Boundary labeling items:
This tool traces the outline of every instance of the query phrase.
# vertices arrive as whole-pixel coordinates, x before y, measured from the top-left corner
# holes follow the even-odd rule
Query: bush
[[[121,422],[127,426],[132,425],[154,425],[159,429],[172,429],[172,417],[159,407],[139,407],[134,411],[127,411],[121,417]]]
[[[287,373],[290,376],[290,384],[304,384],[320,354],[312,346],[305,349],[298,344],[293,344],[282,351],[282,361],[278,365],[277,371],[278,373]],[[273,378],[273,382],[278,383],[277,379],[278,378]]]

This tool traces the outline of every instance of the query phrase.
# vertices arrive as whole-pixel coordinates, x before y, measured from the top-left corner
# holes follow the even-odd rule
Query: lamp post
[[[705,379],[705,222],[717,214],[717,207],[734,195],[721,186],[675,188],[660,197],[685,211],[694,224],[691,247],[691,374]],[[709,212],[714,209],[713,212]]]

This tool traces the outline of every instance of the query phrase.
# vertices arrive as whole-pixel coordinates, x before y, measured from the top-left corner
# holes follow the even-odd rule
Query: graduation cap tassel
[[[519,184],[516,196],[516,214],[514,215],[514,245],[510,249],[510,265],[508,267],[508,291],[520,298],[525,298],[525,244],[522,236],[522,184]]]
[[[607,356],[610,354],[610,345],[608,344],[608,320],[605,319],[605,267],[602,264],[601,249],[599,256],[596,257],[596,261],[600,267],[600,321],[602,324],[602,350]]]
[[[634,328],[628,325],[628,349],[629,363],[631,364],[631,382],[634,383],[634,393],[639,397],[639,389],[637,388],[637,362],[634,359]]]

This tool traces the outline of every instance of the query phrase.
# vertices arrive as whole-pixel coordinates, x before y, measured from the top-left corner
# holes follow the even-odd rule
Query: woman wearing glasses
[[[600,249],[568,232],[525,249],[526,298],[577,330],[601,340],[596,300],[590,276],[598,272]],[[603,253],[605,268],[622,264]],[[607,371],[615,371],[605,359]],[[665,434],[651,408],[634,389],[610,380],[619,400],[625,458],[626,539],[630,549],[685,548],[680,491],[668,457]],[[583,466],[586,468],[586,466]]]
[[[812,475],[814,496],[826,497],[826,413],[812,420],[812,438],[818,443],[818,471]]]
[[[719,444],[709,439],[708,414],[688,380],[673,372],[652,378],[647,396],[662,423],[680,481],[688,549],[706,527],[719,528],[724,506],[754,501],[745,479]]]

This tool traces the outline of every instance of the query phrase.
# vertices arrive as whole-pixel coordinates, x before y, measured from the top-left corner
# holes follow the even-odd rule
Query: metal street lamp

§ To do:
Lay out every line of the data above as a Markdown table with the columns No. and Line. Number each row and leave out blank lines.

§ Result of this task:
| No. | Line |
|---|---|
| 1 | This tool traces the outline of every instance of the query phrase. |
| 2 | # vertices arrive as whole-pixel coordinates, x before y, measured from the top-left corner |
| 3 | # holes follow the even-odd rule |
| 4 | Query: bush |
| 5 | [[[121,422],[127,426],[132,425],[154,425],[159,429],[172,429],[172,417],[159,407],[139,407],[134,411],[127,411],[121,417]]] |
| 6 | [[[287,373],[290,376],[290,384],[304,384],[320,354],[312,346],[305,349],[298,344],[293,344],[282,351],[282,361],[278,365],[277,371],[278,373]],[[273,378],[273,382],[278,383],[277,379],[278,378]]] |
| 7 | This tool traces the outline of every instance of the query phrase. |
| 8 | # vertices arrive as whole-pixel coordinates, x before y, measured from the top-left corner |
| 9 | # holes follow the even-odd rule |
| 10 | Query: lamp post |
| 11 | [[[705,379],[705,222],[717,214],[717,207],[734,195],[721,186],[675,188],[660,197],[685,211],[694,224],[691,247],[691,374]],[[709,212],[714,209],[713,212]]] |
| 12 | This tool traces the outline of every instance of the query phrase. |
| 13 | # vertices arrive as whole-pixel coordinates, x before y, measured from the top-left corner |
| 14 | # holes follow the even-odd rule |
| 15 | Query: graduation cap tassel |
| 16 | [[[519,184],[516,196],[516,214],[514,215],[514,245],[510,249],[510,265],[508,267],[508,291],[520,298],[525,298],[525,244],[522,236],[522,184]]] |
| 17 | [[[607,356],[610,354],[610,345],[608,344],[608,320],[605,319],[605,267],[602,264],[601,249],[599,256],[596,257],[596,261],[600,267],[600,321],[602,324],[602,350]]] |
| 18 | [[[634,328],[628,325],[628,349],[629,363],[631,364],[631,382],[634,383],[634,393],[639,397],[639,389],[637,388],[637,362],[634,359]]] |
| 19 | This tool traces the outline of every instance of the query phrase. |
| 20 | # vertices arrive as whole-pixel coordinates, x before y, measured from the top-left corner |
| 21 | # holes follow the even-odd rule |
| 22 | Query: woman wearing glasses |
| 23 | [[[600,249],[568,232],[525,249],[526,298],[577,330],[601,340],[596,300],[590,276],[598,272]],[[603,253],[605,268],[622,264]],[[607,371],[615,371],[605,359]],[[665,434],[651,408],[634,389],[610,380],[619,400],[625,458],[626,539],[630,549],[685,548],[680,491],[668,457]],[[583,466],[586,468],[586,466]]] |
| 24 | [[[812,475],[814,496],[826,497],[826,413],[812,420],[812,438],[818,443],[818,471]]] |
| 25 | [[[719,444],[709,439],[708,414],[688,380],[673,372],[652,378],[647,396],[662,423],[680,481],[688,549],[706,527],[719,528],[724,506],[754,501],[745,479]]] |
| 26 | This tool traces the outline of every instance of the query phrase. |
| 27 | # vertices arrive as whole-pixel coordinates, x before y, measured from the top-left corner |
| 28 | # holes follow the even-odd rule |
| 29 | Query: metal street lamp |